INSTRUÇÕES A SEGUIR: Reescreva de forma mais concisa o parágrafo do trecho iniciado por "Discutimos uma rica história", preservando suas informações principais.

Oferecemos esses exemplos (e muitos outros, em nosso livro) para mostrar que a pesquisa científica sobre a evolução do comportamento animal permanece completa e inegavelmente política. Mas a moral da nossa história não é que os cientistas devam erradicar toda a política e buscar a neutralidade pura. Em vez disso, os estudos científicos feministas ilustram como a ciência sempre foi moldada pela política, e sempre será. Portanto, cabe aos cientistas confrontar essa realidade, em vez de negá-la. Felizmente, desde que a ciência se alinhou a sistemas de opressão, cientistas e outros acadêmicos resistiram a esse alinhamento, tanto explícita quanto implicitamente. Em "Feminismo na Natureza" , detalhamos o trabalho de cientistas que desenvolvem novos modelos matemáticos sobre o comportamento de acasalamento feminino que descartam antigas premissas alinhadas ao patriarcado e à eugenia, demonstrando, em vez disso, que é possível e até provável que as fêmeas não estejam necessariamente preocupadas em acasalar com os "melhores" machos e que a escolha do parceiro pode ser uma questão mais flexível e variável.

Discutimos uma rica história de teorias sobre o comportamento animal em grupos que levam a sério o bem-estar individual e coletivo. E exploramos alternativas enraizadas em perspectivas queer, indígenas e marxistas, que contrariam a visão dominante de que o comportamento animal visa maximizar a sobrevivência e a reprodução. Em última análise, mostramos que é possível – e até desejável – incorporar a análise política à investigação científica de uma forma que torne a ciência mais multifacetada e honesta, aproximando-nos da verdade mais do que uma ciência que nega sua política jamais conseguiria.

DADOS PARA ANÁLISE:
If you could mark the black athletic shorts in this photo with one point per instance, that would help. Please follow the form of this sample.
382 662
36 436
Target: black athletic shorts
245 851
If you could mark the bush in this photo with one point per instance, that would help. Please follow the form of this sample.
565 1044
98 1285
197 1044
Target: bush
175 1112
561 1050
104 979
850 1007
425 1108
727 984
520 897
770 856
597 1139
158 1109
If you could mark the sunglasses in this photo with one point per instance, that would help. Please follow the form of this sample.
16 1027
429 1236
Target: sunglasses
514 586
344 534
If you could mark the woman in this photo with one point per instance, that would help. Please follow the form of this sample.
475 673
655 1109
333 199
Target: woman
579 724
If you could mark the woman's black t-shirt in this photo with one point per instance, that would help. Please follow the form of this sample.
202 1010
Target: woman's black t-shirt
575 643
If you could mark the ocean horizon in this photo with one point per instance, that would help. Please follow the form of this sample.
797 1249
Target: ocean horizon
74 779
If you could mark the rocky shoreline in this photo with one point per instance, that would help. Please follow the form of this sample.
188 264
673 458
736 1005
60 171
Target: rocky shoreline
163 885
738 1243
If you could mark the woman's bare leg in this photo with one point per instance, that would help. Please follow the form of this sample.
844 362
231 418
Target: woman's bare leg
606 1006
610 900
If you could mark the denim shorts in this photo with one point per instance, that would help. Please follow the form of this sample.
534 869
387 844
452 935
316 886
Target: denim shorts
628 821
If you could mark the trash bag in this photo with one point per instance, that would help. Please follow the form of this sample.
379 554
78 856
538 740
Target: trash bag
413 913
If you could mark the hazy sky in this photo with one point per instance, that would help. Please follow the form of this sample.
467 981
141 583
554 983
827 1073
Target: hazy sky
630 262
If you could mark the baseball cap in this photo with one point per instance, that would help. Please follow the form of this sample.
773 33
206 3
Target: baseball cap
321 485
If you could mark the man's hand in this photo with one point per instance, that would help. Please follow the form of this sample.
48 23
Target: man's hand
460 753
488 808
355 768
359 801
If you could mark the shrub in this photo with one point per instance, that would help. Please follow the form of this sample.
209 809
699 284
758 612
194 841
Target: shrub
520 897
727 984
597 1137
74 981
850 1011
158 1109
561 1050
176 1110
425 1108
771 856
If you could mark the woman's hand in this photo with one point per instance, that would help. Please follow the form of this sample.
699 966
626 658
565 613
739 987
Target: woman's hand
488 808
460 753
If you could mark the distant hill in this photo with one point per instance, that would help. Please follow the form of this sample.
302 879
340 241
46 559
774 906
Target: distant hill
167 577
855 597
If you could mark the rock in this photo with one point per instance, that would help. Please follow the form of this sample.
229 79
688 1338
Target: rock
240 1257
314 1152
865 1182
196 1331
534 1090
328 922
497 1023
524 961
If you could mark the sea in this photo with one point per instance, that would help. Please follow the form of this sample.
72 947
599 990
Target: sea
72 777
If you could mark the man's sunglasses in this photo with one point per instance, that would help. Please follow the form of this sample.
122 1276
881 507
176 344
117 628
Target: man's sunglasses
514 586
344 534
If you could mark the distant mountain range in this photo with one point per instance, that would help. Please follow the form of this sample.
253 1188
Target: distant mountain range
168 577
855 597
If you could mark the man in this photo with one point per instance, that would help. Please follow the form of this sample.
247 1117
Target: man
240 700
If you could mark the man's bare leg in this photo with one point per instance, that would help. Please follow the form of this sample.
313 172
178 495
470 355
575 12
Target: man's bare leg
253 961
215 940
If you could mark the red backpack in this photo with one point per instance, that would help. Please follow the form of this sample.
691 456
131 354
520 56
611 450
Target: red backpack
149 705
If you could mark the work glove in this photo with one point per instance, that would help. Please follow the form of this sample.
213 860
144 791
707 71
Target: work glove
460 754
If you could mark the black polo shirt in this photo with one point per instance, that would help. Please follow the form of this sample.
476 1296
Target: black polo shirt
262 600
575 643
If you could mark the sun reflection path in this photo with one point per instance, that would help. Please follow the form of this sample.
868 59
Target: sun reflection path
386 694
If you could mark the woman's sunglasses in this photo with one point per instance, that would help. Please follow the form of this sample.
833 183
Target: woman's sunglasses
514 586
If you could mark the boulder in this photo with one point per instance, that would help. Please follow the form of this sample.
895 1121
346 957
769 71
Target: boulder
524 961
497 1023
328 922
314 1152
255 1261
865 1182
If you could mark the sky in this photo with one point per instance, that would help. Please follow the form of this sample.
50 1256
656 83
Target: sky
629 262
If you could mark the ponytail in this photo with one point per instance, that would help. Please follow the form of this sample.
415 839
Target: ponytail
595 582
---
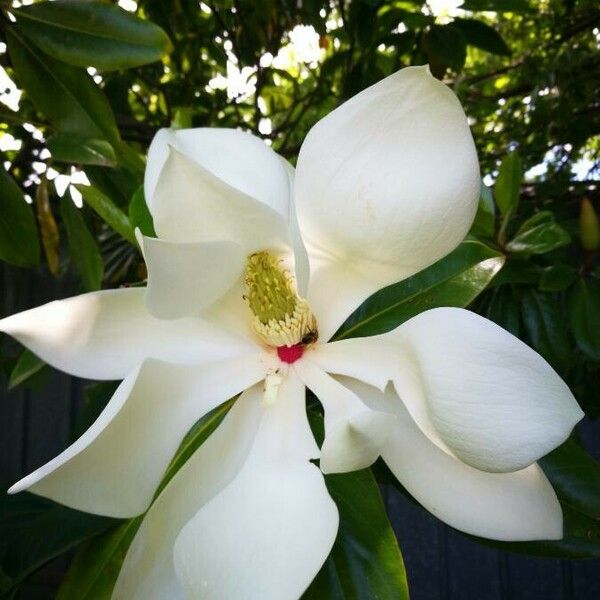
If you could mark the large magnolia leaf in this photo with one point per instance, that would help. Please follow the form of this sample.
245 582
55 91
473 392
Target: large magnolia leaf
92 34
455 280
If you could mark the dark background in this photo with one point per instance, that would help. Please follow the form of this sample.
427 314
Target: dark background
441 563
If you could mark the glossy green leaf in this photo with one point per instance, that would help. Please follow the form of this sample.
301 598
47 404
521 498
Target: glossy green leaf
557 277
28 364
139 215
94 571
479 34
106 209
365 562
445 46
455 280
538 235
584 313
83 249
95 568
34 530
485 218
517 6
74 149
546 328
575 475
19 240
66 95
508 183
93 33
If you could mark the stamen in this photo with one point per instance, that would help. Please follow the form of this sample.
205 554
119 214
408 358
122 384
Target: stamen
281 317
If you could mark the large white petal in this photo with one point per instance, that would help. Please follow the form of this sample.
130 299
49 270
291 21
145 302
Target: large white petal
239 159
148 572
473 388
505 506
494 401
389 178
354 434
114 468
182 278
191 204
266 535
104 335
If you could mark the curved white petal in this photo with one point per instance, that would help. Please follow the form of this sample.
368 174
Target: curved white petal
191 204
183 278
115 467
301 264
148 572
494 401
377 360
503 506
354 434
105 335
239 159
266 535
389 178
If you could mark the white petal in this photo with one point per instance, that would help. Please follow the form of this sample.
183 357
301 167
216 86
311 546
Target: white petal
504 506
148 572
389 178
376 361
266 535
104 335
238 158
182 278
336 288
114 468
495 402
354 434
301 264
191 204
* * *
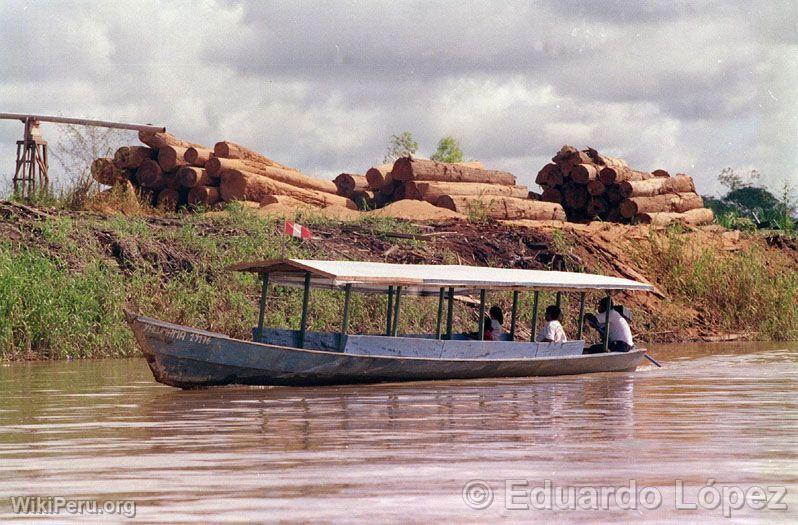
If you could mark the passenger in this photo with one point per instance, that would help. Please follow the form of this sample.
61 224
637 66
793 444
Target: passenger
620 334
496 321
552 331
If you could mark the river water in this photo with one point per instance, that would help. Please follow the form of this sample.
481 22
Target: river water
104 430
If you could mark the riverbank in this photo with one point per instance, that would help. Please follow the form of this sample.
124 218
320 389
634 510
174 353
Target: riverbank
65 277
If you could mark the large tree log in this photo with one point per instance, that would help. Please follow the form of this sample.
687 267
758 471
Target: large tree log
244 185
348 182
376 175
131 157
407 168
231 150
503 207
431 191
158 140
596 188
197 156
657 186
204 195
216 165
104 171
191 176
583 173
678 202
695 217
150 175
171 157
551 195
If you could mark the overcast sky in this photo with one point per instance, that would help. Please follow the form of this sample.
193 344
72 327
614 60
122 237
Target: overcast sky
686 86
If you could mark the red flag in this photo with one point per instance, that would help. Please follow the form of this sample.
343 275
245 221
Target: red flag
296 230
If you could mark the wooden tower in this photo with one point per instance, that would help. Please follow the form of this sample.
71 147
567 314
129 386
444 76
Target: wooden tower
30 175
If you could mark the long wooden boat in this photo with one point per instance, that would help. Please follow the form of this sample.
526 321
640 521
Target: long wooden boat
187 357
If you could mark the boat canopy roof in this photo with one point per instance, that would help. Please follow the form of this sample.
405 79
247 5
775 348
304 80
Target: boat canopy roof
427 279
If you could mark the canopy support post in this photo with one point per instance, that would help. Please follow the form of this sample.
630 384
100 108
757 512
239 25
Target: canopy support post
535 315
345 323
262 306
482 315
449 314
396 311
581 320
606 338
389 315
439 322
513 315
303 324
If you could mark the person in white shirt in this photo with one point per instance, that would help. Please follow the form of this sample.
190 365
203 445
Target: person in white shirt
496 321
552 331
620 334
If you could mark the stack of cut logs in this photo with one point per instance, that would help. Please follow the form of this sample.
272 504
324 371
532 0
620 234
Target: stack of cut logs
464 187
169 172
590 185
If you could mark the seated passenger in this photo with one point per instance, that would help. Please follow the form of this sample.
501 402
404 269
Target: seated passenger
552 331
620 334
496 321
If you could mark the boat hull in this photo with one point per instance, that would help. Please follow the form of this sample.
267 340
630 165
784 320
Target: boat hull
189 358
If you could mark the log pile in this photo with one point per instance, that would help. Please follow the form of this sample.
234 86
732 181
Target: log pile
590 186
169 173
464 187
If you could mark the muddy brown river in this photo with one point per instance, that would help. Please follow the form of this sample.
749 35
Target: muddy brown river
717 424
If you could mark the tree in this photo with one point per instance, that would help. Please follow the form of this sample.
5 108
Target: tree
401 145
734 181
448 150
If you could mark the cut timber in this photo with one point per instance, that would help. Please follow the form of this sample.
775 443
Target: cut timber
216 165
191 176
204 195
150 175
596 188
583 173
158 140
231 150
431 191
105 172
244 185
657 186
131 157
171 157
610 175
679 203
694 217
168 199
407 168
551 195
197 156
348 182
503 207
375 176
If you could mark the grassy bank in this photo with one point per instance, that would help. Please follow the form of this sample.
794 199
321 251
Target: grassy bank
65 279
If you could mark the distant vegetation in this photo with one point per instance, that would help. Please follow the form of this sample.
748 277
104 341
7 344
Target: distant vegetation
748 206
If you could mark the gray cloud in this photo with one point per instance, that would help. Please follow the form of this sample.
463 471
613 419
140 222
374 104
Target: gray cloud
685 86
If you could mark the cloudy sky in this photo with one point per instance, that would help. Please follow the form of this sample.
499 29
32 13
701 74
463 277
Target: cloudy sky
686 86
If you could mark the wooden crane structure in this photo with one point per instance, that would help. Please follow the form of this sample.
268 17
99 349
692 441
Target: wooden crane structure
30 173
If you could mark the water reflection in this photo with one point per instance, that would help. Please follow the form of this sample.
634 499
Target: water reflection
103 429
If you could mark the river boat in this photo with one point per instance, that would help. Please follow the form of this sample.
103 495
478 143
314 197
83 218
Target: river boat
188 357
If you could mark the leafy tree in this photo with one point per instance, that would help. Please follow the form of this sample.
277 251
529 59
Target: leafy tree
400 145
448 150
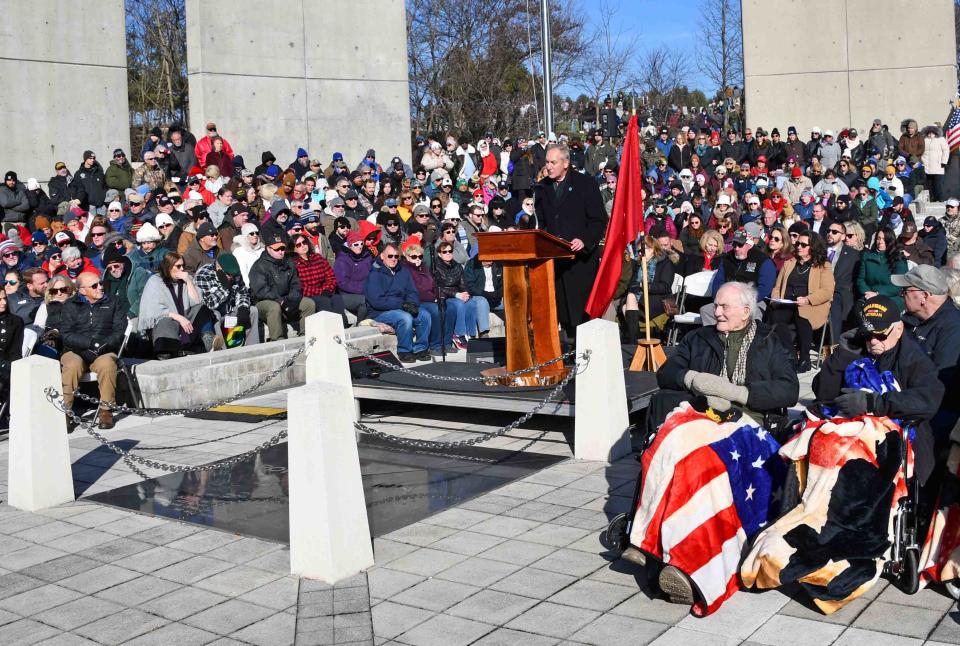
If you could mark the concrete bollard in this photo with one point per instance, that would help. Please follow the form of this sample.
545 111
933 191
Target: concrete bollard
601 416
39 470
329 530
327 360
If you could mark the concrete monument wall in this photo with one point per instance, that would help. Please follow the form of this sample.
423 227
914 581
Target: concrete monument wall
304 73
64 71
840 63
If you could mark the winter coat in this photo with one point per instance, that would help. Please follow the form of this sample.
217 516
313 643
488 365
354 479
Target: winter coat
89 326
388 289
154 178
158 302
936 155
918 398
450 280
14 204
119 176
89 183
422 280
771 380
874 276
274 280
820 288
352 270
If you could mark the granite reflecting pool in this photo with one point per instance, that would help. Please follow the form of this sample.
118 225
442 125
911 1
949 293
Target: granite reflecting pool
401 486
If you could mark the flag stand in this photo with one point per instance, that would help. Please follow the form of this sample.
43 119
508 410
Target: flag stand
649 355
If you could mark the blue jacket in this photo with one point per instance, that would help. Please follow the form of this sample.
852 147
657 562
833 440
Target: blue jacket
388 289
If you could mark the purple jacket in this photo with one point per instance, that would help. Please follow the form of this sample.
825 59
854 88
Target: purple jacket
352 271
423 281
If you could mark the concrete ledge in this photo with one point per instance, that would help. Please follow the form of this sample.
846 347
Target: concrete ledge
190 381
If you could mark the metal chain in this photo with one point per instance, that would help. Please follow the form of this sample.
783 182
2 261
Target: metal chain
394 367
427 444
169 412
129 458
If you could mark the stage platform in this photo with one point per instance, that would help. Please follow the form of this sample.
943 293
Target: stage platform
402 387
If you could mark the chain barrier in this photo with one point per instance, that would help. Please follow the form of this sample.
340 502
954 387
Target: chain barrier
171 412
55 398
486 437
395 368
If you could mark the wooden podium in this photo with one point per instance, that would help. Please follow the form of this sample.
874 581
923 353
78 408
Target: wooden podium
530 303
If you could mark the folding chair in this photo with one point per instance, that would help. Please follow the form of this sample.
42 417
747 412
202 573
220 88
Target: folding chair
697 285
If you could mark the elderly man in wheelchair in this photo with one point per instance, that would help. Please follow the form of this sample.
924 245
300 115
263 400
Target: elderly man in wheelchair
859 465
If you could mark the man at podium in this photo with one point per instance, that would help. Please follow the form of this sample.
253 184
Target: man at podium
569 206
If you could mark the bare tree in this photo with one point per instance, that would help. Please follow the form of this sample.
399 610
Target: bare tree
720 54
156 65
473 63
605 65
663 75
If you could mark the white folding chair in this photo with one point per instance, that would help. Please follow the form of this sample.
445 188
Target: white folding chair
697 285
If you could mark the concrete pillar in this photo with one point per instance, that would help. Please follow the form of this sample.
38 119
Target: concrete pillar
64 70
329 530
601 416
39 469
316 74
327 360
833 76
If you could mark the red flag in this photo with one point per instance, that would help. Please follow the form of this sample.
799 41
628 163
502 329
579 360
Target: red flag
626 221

RESOLUÇÃO PROPOSTA: Discutimos teorias sobre o comportamento animal em grupos que consideram o bem-estar individual e coletivo. Exploramos também alternativas queer, indígenas e marxistas à visão dominante de que esse comportamento visa maximizar a sobrevivência e a reprodução. Mostramos que é possível e desejável incorporar a análise política à investigação científica. Isso torna a ciência mais multifacetada, honesta e próxima da verdade do que uma ciência que nega sua política.